> **WORK REQUEST**:
All lines from the one containing "Target: dark background" to the end of the entries below must be output exactly, and no other lines.

> **SOURCE INFORMATION**:
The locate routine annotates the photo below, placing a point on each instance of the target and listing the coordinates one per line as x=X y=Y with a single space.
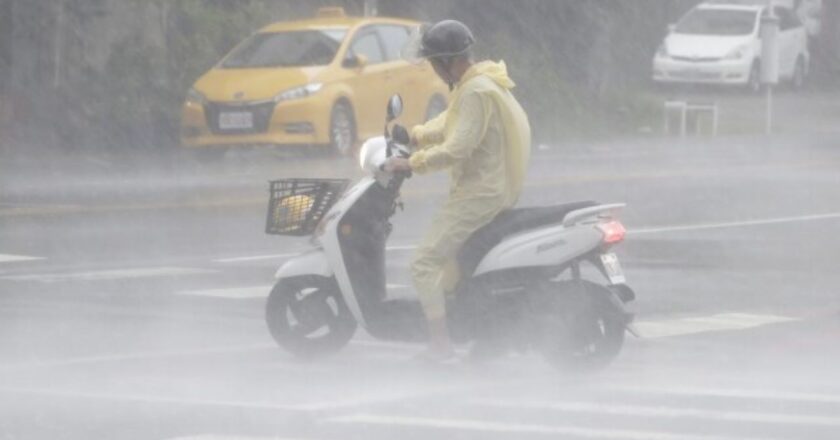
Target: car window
x=394 y=37
x=787 y=19
x=368 y=45
x=287 y=49
x=717 y=22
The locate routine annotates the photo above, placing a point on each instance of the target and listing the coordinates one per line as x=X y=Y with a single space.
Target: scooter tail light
x=613 y=231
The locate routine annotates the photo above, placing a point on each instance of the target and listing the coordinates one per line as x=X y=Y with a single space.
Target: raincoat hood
x=493 y=70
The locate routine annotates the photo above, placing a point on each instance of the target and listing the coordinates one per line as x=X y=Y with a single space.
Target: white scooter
x=521 y=286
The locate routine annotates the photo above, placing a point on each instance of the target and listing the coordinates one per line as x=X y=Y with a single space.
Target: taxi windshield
x=287 y=49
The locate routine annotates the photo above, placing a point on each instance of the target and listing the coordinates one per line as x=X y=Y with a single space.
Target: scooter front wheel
x=308 y=317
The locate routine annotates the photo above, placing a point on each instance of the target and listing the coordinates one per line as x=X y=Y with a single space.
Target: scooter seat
x=507 y=223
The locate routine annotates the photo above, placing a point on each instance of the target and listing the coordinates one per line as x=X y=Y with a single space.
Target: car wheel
x=798 y=80
x=754 y=82
x=436 y=106
x=342 y=129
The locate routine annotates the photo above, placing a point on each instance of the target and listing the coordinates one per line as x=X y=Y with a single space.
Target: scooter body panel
x=550 y=246
x=311 y=263
x=331 y=243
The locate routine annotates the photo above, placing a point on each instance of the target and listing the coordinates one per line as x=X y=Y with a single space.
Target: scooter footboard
x=311 y=263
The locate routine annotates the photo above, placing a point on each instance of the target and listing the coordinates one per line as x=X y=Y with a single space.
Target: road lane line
x=638 y=410
x=704 y=324
x=398 y=248
x=258 y=258
x=736 y=224
x=122 y=357
x=7 y=258
x=639 y=231
x=109 y=275
x=733 y=393
x=231 y=437
x=521 y=428
x=391 y=395
x=231 y=293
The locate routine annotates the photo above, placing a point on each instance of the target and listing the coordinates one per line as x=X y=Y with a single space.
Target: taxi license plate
x=236 y=121
x=613 y=268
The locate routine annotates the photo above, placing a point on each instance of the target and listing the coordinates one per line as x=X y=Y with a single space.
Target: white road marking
x=719 y=322
x=105 y=275
x=734 y=393
x=5 y=258
x=231 y=437
x=232 y=293
x=390 y=395
x=258 y=258
x=638 y=410
x=399 y=248
x=640 y=231
x=521 y=428
x=121 y=357
x=738 y=224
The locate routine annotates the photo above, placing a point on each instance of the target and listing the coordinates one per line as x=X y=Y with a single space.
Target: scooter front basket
x=296 y=206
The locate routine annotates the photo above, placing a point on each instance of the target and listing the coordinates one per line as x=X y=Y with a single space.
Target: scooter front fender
x=311 y=263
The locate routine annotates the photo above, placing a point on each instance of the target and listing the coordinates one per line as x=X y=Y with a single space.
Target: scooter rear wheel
x=584 y=331
x=308 y=317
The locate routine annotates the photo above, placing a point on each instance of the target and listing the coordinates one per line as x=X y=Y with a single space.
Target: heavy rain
x=204 y=235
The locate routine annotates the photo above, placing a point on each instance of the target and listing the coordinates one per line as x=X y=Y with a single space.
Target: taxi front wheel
x=342 y=129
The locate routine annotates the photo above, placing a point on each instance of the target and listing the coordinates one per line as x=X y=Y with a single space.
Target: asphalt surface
x=132 y=294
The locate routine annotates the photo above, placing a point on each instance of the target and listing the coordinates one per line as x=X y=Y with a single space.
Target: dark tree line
x=112 y=73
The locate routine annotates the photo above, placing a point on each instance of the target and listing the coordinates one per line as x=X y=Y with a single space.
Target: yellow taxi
x=322 y=81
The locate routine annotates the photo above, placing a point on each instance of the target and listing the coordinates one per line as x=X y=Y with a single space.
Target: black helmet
x=443 y=39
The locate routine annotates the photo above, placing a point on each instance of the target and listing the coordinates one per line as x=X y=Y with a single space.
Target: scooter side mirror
x=395 y=107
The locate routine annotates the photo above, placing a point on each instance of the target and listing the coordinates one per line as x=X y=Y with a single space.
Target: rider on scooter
x=484 y=138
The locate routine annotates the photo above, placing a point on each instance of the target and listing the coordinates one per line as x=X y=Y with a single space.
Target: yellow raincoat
x=484 y=139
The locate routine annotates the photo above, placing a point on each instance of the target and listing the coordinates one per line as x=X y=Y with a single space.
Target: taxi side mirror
x=355 y=62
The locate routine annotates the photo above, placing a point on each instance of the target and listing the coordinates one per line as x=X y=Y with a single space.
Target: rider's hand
x=397 y=164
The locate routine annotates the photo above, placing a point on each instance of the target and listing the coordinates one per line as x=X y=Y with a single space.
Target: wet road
x=132 y=299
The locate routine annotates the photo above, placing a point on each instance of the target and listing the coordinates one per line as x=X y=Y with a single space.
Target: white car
x=720 y=43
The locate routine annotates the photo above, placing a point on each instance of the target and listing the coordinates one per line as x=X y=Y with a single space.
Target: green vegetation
x=113 y=74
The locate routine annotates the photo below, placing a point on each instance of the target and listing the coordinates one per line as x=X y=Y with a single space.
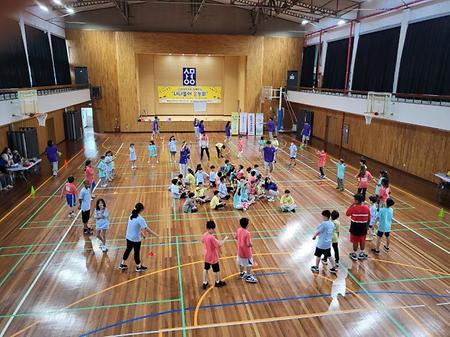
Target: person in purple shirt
x=227 y=132
x=306 y=133
x=52 y=155
x=185 y=155
x=269 y=156
x=271 y=127
x=155 y=126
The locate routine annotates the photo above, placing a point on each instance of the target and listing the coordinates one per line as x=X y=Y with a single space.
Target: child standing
x=287 y=203
x=89 y=173
x=101 y=216
x=211 y=247
x=385 y=216
x=373 y=216
x=172 y=149
x=152 y=153
x=325 y=233
x=293 y=154
x=85 y=207
x=244 y=252
x=340 y=174
x=133 y=157
x=240 y=146
x=70 y=191
x=321 y=163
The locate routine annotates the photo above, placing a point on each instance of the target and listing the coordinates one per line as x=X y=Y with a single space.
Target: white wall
x=10 y=110
x=419 y=114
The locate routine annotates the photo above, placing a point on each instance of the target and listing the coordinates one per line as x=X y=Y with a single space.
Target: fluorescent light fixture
x=42 y=7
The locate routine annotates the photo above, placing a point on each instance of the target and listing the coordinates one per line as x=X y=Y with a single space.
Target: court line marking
x=40 y=273
x=37 y=189
x=399 y=222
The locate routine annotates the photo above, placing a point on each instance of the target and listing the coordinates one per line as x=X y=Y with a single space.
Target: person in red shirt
x=211 y=248
x=360 y=217
x=363 y=176
x=244 y=252
x=70 y=191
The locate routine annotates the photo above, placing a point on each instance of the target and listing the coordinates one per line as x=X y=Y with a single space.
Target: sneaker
x=251 y=279
x=141 y=268
x=220 y=284
x=375 y=251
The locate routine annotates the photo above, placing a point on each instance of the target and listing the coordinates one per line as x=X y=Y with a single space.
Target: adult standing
x=227 y=132
x=204 y=145
x=135 y=231
x=271 y=127
x=52 y=155
x=185 y=154
x=269 y=156
x=306 y=133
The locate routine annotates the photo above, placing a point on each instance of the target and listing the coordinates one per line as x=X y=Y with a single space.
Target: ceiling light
x=42 y=7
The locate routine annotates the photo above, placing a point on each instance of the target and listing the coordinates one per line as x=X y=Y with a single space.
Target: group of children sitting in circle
x=242 y=186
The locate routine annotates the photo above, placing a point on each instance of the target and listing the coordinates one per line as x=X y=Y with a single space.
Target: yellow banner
x=174 y=94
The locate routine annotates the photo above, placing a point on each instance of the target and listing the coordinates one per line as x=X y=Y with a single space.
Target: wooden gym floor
x=56 y=282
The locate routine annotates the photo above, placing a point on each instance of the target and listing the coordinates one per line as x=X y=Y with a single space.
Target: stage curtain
x=61 y=60
x=13 y=62
x=335 y=64
x=425 y=66
x=308 y=64
x=375 y=61
x=40 y=57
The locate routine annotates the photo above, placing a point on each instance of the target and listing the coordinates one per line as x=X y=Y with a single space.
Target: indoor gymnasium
x=224 y=168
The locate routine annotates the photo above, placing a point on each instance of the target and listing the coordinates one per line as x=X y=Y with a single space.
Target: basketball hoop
x=41 y=117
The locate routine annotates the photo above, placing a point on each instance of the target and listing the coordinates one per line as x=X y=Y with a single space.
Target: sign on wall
x=251 y=124
x=186 y=94
x=259 y=124
x=189 y=76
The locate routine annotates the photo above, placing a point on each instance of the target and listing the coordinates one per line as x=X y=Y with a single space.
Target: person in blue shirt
x=135 y=232
x=293 y=154
x=384 y=218
x=325 y=233
x=85 y=207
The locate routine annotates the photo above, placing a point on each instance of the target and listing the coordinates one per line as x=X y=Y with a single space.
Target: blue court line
x=272 y=300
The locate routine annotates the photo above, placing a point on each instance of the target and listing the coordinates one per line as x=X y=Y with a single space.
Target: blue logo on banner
x=189 y=76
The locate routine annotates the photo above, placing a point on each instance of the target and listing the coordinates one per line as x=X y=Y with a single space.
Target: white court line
x=397 y=221
x=41 y=272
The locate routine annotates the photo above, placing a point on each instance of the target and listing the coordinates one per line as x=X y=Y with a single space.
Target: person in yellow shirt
x=215 y=202
x=287 y=203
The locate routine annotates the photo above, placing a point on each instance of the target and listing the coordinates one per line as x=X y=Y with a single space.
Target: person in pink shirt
x=211 y=247
x=363 y=176
x=89 y=173
x=385 y=192
x=322 y=159
x=70 y=191
x=244 y=252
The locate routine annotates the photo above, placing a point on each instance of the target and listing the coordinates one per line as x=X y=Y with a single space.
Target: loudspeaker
x=81 y=75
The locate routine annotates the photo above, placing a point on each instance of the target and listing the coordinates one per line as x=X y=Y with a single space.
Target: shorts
x=85 y=215
x=361 y=239
x=386 y=234
x=325 y=252
x=71 y=200
x=245 y=261
x=216 y=267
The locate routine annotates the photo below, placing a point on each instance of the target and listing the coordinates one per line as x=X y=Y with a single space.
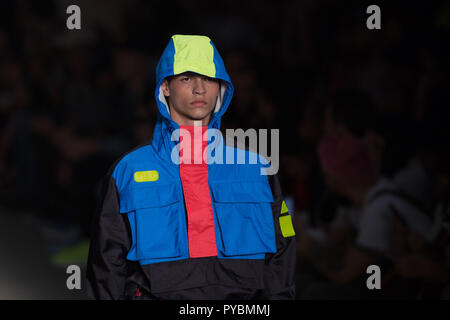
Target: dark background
x=71 y=102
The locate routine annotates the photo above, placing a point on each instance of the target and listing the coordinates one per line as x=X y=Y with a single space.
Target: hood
x=196 y=54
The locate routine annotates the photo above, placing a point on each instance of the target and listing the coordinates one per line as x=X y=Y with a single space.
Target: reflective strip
x=144 y=176
x=287 y=229
x=284 y=208
x=193 y=53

> **RESPONSE TO THE TASK**:
Target: dark background
x=71 y=102
The locate routine annotates the photo above, placing a point on each instance of the target and listing the coordinates one per line as x=X y=Y with a single space.
Target: hood
x=196 y=54
The locate routine annotates the photo above, placing a point on each instance of the target and listing the coordinates one per line as x=X y=Y with a single space.
Target: reflective strip
x=144 y=176
x=287 y=229
x=284 y=208
x=193 y=53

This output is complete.